> _Task to carry out_
Output the full material exactly as it appears here.

(Data entries)
------------------------------

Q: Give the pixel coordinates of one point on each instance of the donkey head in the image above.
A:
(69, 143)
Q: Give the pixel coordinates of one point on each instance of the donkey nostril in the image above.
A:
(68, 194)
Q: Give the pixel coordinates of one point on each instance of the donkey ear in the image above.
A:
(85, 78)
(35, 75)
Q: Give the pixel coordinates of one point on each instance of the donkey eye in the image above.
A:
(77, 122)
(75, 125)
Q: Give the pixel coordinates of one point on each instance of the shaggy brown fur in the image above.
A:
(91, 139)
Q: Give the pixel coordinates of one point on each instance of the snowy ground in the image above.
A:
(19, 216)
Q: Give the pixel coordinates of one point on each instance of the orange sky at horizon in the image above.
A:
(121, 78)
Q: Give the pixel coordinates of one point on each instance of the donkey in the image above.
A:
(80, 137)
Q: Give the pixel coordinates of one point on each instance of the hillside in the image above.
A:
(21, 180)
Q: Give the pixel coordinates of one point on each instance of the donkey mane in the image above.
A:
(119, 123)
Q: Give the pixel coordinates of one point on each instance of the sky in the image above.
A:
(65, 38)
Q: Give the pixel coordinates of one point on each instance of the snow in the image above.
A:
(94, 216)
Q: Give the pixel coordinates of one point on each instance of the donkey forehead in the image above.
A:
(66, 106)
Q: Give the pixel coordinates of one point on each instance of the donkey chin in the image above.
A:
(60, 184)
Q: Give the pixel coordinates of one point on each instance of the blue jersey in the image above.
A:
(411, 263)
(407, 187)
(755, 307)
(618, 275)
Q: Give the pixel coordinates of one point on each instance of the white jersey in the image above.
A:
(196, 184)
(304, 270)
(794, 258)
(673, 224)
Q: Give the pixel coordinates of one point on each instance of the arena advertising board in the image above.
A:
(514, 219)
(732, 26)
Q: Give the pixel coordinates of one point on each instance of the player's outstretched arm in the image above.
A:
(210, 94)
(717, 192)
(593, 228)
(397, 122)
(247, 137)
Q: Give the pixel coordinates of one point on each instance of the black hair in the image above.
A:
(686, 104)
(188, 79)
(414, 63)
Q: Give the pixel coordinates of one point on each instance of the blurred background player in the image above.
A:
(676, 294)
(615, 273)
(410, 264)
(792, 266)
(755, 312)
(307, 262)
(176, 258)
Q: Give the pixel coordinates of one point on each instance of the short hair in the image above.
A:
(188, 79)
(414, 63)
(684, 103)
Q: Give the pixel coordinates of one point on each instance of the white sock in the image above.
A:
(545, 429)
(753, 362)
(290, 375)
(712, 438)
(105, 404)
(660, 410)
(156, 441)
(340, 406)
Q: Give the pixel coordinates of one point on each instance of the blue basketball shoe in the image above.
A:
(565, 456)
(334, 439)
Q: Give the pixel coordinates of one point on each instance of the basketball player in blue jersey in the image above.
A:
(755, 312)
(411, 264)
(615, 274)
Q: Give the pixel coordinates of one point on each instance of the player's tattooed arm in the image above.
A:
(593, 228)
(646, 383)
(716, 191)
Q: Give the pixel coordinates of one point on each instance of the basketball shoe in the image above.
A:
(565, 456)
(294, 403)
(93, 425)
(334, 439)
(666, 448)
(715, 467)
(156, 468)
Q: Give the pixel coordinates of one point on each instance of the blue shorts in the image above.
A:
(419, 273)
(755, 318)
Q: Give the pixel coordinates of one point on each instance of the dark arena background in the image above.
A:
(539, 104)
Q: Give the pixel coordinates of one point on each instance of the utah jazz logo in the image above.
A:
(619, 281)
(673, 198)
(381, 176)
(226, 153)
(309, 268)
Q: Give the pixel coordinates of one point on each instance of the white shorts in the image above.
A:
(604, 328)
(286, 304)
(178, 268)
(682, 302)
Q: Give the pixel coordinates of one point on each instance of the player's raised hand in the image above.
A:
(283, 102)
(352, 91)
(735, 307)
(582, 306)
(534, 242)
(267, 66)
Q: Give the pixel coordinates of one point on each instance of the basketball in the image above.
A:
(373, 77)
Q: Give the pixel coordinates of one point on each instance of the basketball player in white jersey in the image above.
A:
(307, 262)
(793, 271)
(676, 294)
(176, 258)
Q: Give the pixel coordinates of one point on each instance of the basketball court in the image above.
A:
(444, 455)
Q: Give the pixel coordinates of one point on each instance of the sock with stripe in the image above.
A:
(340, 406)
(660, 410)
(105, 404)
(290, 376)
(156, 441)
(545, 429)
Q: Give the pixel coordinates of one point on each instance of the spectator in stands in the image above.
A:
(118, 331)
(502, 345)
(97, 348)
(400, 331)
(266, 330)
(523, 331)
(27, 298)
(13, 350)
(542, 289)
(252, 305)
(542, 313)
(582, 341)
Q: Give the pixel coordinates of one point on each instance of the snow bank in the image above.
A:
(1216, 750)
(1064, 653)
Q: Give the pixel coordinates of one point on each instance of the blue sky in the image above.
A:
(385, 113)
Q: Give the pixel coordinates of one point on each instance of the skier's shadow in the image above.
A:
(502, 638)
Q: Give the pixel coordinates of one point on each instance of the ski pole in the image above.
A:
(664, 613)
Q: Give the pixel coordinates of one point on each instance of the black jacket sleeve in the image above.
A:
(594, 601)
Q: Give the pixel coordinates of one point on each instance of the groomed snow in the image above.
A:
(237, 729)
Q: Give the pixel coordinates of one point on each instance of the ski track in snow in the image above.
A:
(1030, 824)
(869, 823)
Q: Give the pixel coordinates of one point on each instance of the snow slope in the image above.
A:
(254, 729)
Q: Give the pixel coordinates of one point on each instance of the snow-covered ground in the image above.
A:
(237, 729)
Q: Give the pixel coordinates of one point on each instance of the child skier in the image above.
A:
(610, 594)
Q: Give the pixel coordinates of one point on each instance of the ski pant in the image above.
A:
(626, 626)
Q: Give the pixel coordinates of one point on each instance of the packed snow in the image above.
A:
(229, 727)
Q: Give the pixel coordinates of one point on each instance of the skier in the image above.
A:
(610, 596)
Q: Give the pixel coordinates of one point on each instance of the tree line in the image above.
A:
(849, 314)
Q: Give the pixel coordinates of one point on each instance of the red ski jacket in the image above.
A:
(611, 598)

------------------------------

> _Complete response_
Q: Give the pixel coordinates of one point on each instance of the donkey head in the image above.
A:
(69, 143)
Q: Give the pixel coordinates of one point on each instance of the donkey nostril in the image above.
A:
(68, 194)
Q: Give the pixel coordinates of one point on each instance of the donkey ear in the image above.
A:
(85, 78)
(35, 75)
Q: Give the pixel coordinates of one point on each instance of the donkey eye in the image above.
A:
(77, 122)
(75, 125)
Q: Give the pixel coordinates of one point on each instance of the shaggy brown fur in the image above.
A:
(91, 139)
Q: Give the pixel coordinates of one point on each instance of the snowy ground in the image above.
A:
(19, 216)
Q: Give the pixel coordinates of one point on each instance of the orange sky at horizon in the image above.
A:
(121, 78)
Q: Give the pixel coordinates of one point on each instance of the donkey in the image above.
A:
(80, 137)
Q: Give the pixel coordinates of one point on each instance of the hillside in the image above.
A:
(21, 180)
Q: Give the pixel coordinates of one point on each instance of the donkey mane in the image above.
A:
(119, 123)
Q: Give the pixel coordinates of one point on each instance of the sky in the image above.
A:
(65, 38)
Q: Give the pixel coordinates of one point on each instance of the snow in the image above.
A:
(94, 216)
Q: Give the pixel coordinates of one point on each instance of the donkey forehead in the image above.
A:
(66, 106)
Q: Give the pixel coordinates of one point on each instance of the donkey chin in the image above.
A:
(60, 184)
Q: Give the pixel coordinates of one point on each instance of the blue jersey in the image above.
A:
(411, 263)
(407, 187)
(755, 307)
(618, 275)
Q: Give the pixel coordinates of one point on each instance of the white jersey in the image above.
A:
(196, 184)
(304, 270)
(794, 258)
(673, 224)
Q: Give the pixel coordinates of one point on each instance of the arena advertising board in the image above.
A:
(514, 219)
(732, 26)
Q: Give the pixel coordinates of one point on each instance of the player's outstretched arm in the image above.
A:
(210, 94)
(717, 192)
(593, 228)
(397, 122)
(247, 137)
Q: Give the pixel coordinates of one point on each instance of the black hair in the image above.
A:
(686, 104)
(188, 79)
(414, 63)
Q: Give the pixel coordinates of one point on each instance of the blurred background player in the image above.
A:
(676, 294)
(615, 273)
(410, 264)
(792, 266)
(755, 312)
(307, 262)
(176, 258)
Q: Give the pixel coordinates of one point on each instance of the short hair in the image above.
A:
(188, 79)
(414, 63)
(684, 103)
Q: Give the pixel coordinates of one point on each instance of the white sock in the image above.
A:
(545, 429)
(753, 362)
(290, 375)
(712, 438)
(105, 404)
(660, 410)
(156, 441)
(340, 406)
Q: Give the pixel coordinates of one point on each instance of the blue basketball shoe in the image above.
A:
(565, 456)
(334, 439)
Q: Give the pixel coordinates of one point on each instance of the basketball player in blue jersey in the image above.
A:
(755, 312)
(411, 264)
(615, 274)
Q: Give the pixel coordinates of one point on each instance of the player's tattooed arm in the image above.
A:
(593, 228)
(646, 383)
(716, 191)
Q: Give the pixel coordinates of one point on each instance of the basketball shoe in the image above.
A:
(565, 456)
(294, 403)
(93, 425)
(334, 439)
(666, 448)
(715, 467)
(156, 468)
Q: Give the pixel coordinates of one point on each instance of the blue shorts in the image above.
A:
(419, 273)
(755, 318)
Q: Give the pixel coordinates of one point on each instance of the dark arena background in the image above.
A:
(539, 104)
Q: Give the pixel coordinates of one point on each instance of the utah jazz logo in the image above.
A:
(619, 281)
(673, 198)
(381, 176)
(226, 153)
(309, 268)
Q: Give the pixel coordinates of one point on each instance of the white shorts in the image above.
A:
(604, 328)
(286, 304)
(178, 268)
(682, 302)
Q: Give the pixel coordinates of one point on each instance of the player's raised hand in the image above.
A:
(283, 102)
(352, 91)
(735, 307)
(582, 306)
(534, 242)
(267, 66)
Q: Give the pixel coordinates of one point on each instance of the basketball in the image above.
A:
(373, 77)
Q: Give the pixel coordinates of one point on each instance of the basketball player in white jersey in the image above.
A:
(307, 262)
(793, 271)
(676, 294)
(176, 258)
Q: Give the pixel coordinates of one point on each instance of the basketball court in the image above.
A:
(444, 455)
Q: Give the pixel coordinates of one point on each instance of the sock with stripe in the image above.
A:
(340, 406)
(660, 410)
(105, 404)
(290, 376)
(156, 441)
(545, 429)
Q: Give the pixel coordinates of one point on each instance of the spectator in stands in the image above.
A:
(118, 331)
(502, 345)
(97, 348)
(400, 331)
(266, 330)
(523, 331)
(27, 298)
(13, 350)
(542, 289)
(252, 305)
(542, 313)
(582, 341)
Q: Give the pixel coordinates of one point on each instance of the snow bank in the image above.
A:
(1216, 750)
(1064, 653)
Q: Give the pixel coordinates of one point on each instance of the blue sky in the image above.
A:
(385, 113)
Q: Give the pixel coordinates of one point on each instance of the skier's shadow in the image above.
A:
(502, 638)
Q: Give the pixel coordinates of one point on each instance of the ski pole in the image above.
A:
(664, 613)
Q: Give the pixel coordinates of one point on each instance of the black jacket sleeve in the image above.
A:
(594, 601)
Q: Give the pixel coordinates of one point on each instance of the groomed snow in the image above.
A:
(237, 729)
Q: Give the pixel coordinates of one point on each instance of the ski track in snow in the image above.
A:
(1030, 824)
(869, 823)
Q: Give the pixel coordinates of one point on each instance of the snow slope in the image above.
A:
(254, 729)
Q: Give the pixel coordinates of one point on each instance of the snow-covered ground in the image above.
A:
(237, 729)
Q: Give the pixel coordinates of one point on each instance of the child skier in the image above.
A:
(610, 594)
Q: Give the pixel coordinates of one point on each instance of the ski pant in the image above.
A:
(626, 626)
Q: Give the pixel coordinates of one point on each instance of the packed snow in the image above.
A:
(229, 727)
Q: Give the pixel coordinates of one point on each instance of the skier in the image above.
A:
(610, 596)
Q: Give the pixel coordinates of one point on each instance of the tree line in the image above.
A:
(849, 314)
Q: Give the pixel coordinates of one point on each instance of the red ski jacket in the image above.
A:
(611, 598)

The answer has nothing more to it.